## Exercise data
* * * * *

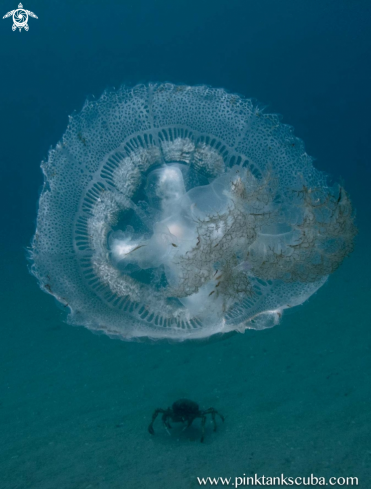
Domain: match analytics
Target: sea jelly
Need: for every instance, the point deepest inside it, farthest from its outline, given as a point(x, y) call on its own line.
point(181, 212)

* * * * *

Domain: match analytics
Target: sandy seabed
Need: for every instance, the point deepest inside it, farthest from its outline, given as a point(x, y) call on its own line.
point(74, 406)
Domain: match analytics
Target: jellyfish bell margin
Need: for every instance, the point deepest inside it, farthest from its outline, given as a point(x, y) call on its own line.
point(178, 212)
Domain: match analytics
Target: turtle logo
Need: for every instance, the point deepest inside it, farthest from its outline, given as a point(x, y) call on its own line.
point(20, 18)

* * * * *

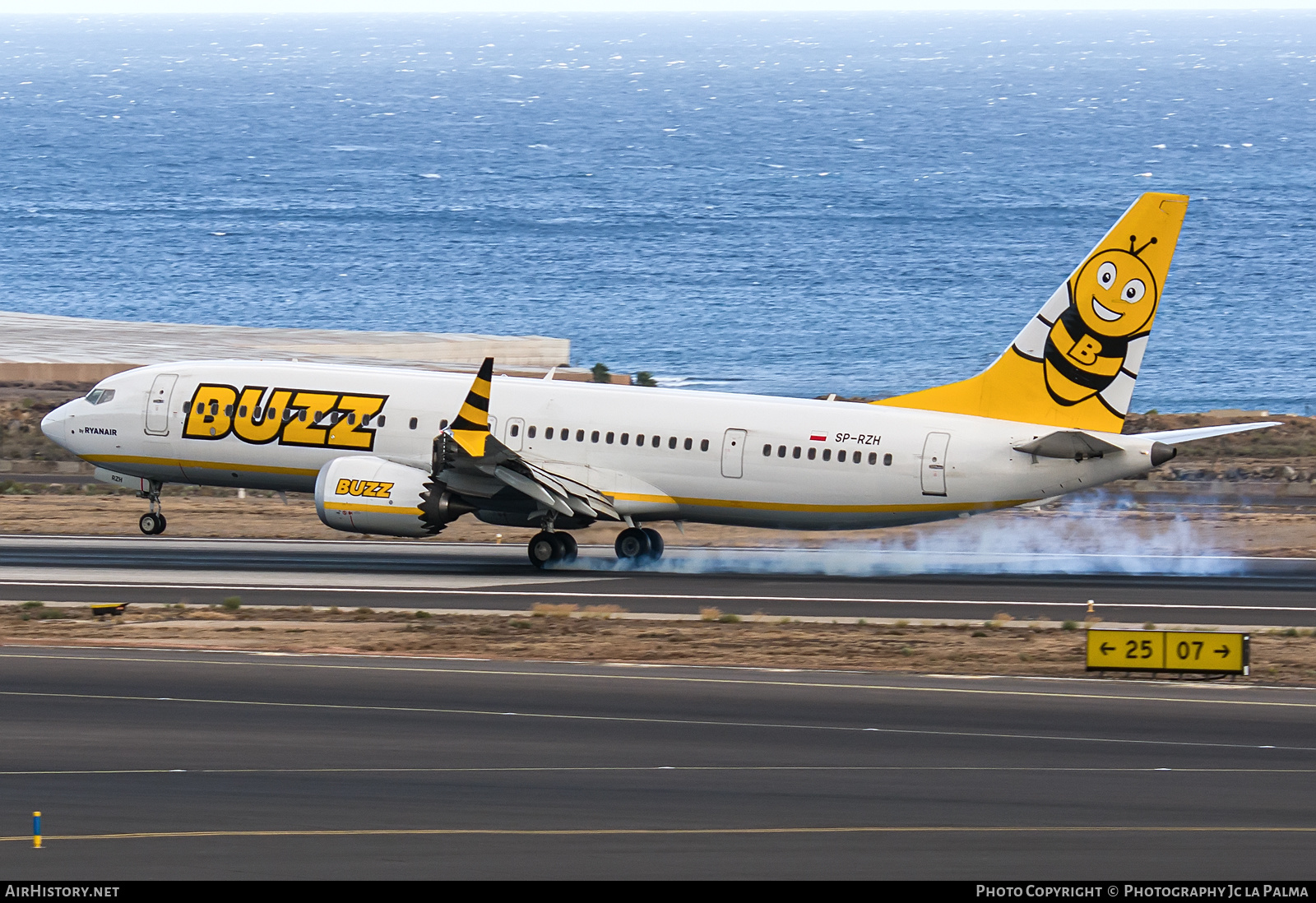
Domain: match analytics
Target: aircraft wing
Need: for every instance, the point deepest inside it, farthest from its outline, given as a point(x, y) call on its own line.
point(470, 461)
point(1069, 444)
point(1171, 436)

* * * * *

## Task to carry out
Wherever a line above contains the string "Target", copy that line.

## Answer to the exercise
Target: sea jelly
Target: sandy seabed
Target: jellyfish bell margin
Target: turtle logo
Target: aircraft wing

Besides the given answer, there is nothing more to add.